Swap "query term" for "search term" everywhere it appears in the lines below, and leave everything else unchanged.

-- BEGIN DATA SECTION --

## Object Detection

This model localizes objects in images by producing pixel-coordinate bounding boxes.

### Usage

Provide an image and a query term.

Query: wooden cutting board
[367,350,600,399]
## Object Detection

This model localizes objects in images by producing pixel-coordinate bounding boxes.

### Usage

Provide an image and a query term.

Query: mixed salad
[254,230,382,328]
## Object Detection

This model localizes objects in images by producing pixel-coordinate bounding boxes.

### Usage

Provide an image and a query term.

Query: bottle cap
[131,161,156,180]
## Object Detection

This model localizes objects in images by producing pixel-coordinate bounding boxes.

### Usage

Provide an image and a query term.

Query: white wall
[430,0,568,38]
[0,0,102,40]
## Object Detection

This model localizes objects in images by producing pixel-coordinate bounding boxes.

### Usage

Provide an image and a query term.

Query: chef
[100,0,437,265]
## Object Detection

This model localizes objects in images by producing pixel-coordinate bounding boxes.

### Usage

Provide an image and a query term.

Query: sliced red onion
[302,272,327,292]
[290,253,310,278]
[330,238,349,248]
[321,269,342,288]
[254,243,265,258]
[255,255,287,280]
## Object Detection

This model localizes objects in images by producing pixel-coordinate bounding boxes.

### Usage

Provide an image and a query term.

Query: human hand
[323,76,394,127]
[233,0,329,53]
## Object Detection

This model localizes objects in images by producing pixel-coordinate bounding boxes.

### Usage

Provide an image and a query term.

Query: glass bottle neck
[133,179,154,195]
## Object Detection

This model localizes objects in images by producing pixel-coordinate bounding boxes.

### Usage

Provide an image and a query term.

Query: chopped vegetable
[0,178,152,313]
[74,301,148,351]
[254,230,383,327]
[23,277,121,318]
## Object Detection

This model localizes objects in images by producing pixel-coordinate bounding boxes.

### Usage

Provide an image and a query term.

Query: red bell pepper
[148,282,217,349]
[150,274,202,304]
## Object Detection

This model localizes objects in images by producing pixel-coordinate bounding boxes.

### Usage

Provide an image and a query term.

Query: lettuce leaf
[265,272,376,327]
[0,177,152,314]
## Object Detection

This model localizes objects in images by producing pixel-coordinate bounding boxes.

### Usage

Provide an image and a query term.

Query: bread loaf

-- END DATA SECTION --

COMPLETE RESPONSE:
## Object Detection

This model localizes objects in images by producing pixel-coordinate bounding boxes.

### Usage

Provide an image and a search term.

Query: wooden cutting board
[367,350,600,399]
## Object Detection

This model localizes objects in images by producing pixel-coordinate bounding boxes.

### Usage

Provide an image and a search term.

Query: mixed salad
[254,230,382,328]
## Object Detection

This model localizes objects in images by producing pixel-coordinate bounding boxes.

### Usage

Provide an image and a search term.

Query: bottle cap
[131,161,156,180]
## Object Detection

This model localizes objects in images by producing pixel-coordinate bounding boxes.

### Usage

Provide an image and a search term.

Query: white wall
[430,0,568,38]
[0,0,102,40]
## Object Detection

This model localizes objects in images by producing pixel-coordinate bounding boxes.

### Usage

Provide an image and a search term.

Query: chef
[100,0,437,265]
## Object Detection

This model localizes objects in images by producing pixel-coordinate bounding boxes.

### Usage

Provide an image and a search term.

Query: sliced red onion
[302,272,327,292]
[290,253,310,278]
[330,238,349,248]
[321,269,342,288]
[254,243,265,258]
[255,255,287,280]
## Object Detection

This model localizes objects in images by producing pixel-coordinate bounding boxes.

### Usage

Provide an image and a search term.

Query: human hand
[323,76,394,127]
[233,0,329,53]
## Object Detection

This model localizes objects in images by producing pixel-coordinate bounding boxes.

### Usage

Provide an image and a search term.

Query: glass bottle neck
[133,179,154,195]
## Object Detection

This model localizes objects in images by producing pixel-coordinate bounding boxes.

### Usage

Provide an image and a search term.

Query: chopped vegetable
[0,178,152,313]
[74,301,148,351]
[254,230,383,327]
[23,277,121,318]
## Object Detection

This model localizes objects in images by producing pixel-coordinate bounding boxes.

### Usage

Provide an image and a search term.

Query: red bell pepper
[148,282,217,349]
[150,274,202,304]
## Object Detection

This model localizes objects in images by producing pixel-coordinate bounding boxes.

### Usage

Provide an image and a search term.

Query: lettuce leaf
[265,272,376,327]
[0,177,152,314]
## Object Detection

This model localizes objects in images by producing pixel-coordinate bounding boxes.

### Usage

Provide an image and a search term.

Query: bread loaf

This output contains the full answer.